* **CHALLENGES**
**1.** In the United Downs geothermal passage, rewrite the paragraph beginning "Initiated in 2009" as a bulleted list that keeps its main facts.
**2.** Put this sentence from the United Downs geothermal passage into Spanish: "Drilling began in 2019, with testing completed by mid-2021."
**3.** Carry the United Downs geothermal passage forward, picking up after its last sentence.

* **QUOTED PASSAGE**
§
United Downs Deep Geothermal Power is the first geothermal electricity project in the UK. It is the natural progression of the Camborne School of Mines led Cornish Hot Dry Rocks (HDR) project, undertaken in the 1980s at Rosemanowes Quarry, designed to test and prove the theory of inducing a fracture network within the heat-producing granite to create a geothermal reservoir. Situated near Redruth in Cornwall (UK), the project has now proven that harnessing geothermal energy is possible in the UK, encountering temperatures and fluid flow rates that are capable of driving a steam turbine to generate electricity.

Initiated in 2009, the development is owned and operated by Geothermal Engineering Ltd. (GEL), a privately owned British company founded in 2008 specialising in the development of geothermal resources. The drilling site selected is on the United Downs industrial estate, chosen both for its geological setting and its surface attributes with existing grid connection, close proximity to access roads and limited anticipated impact on the local communities. Drilling began in 2019, with testing completed by mid-2021. By mid-2023 it is estimated that the power plant will generate between 1 and 3 MW of electricity, which will be sold to the National Grid via the UK's first Power Purchase Agreement (PPA) for deep geothermal electricity with Ecotricity. Excess thermal energy will also be distributed locally, with district heating planned to local housing developments and heat-intensive businesses.
§
* **DATA SECTION**
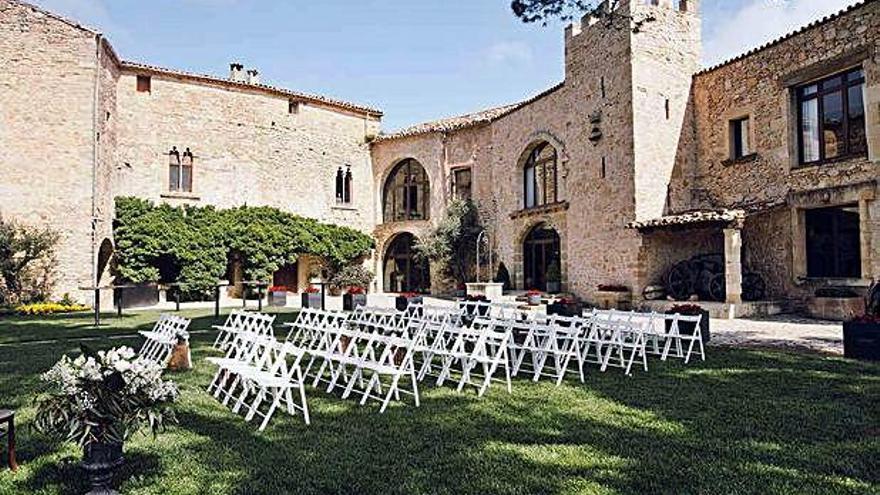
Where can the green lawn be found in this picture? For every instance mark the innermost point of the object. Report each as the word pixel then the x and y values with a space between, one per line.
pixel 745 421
§
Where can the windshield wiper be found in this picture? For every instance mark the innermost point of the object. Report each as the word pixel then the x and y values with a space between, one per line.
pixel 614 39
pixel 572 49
§
* **ANSWERS TO EACH TASK**
**1.**
- Started in 2009; owned and operated by Geothermal Engineering Ltd. (GEL), a privately owned British company founded in 2008 that specializes in developing geothermal resources.
- Drilling site: the United Downs industrial estate. It was chosen for its geological setting, its existing grid connection, its closeness to access roads and its limited expected impact on local communities.
- Drilling began in 2019, and testing was completed by mid-2021.
- By mid-2023 the plant is estimated to generate 1 to 3 MW of electricity. The power will be sold to the National Grid through the UK's first Power Purchase Agreement for deep geothermal electricity, made with Ecotricity.
- Excess thermal energy will be distributed locally through district heating to nearby housing developments and heat-intensive businesses.

**2.** La perforación comenzó en 2019 y las pruebas se completaron a mediados de 2021.

**3.**
The geothermal system being employed to generate power at United Downs targeted a radiogenic granite batholith that exhibits enhanced permeability due to its intersection with the Porthtowan Fault Zone. This zone of enhanced permeability was intersected by both the production well (5,275 m measured depth) and the injection well (2,393 m measured depth). During planned operations, hot fluids occurring naturally at more than 5km depth within the granite will be pumped upwards through the deep production well to be used as an electrical and thermal energy source. Resulting cooled fluids are then reinjected into the shallower injection well for gradual recycling into the deep reservoir through natural fractures in the granite, re-capturing its radiogenic heat. The water used for injecting into the reservoir is natural, deep groundwater that does not affect the local water supply.

History
It took 5 years to secure appropriate funding for the project from a combination of the European Regional Development Fund, Cornwall Council & Private Investors. 

This funding allowed GEL to drill two deep wells from the United Downs site into a target geological structure - the Porthtowan Fault Zone - between November 2018 and June 2019. The geothermal production well reached a depth of 5,275 m and the fluid injection well 2,393 m. Contracts for drilling and site equipment were tendered and awarded following European guidelines. Drilling then started on 8 November 2018 with UD-1, the production well, and drilling of the injection well started on 11 May 2019, reaching total depth on 29 June 2019.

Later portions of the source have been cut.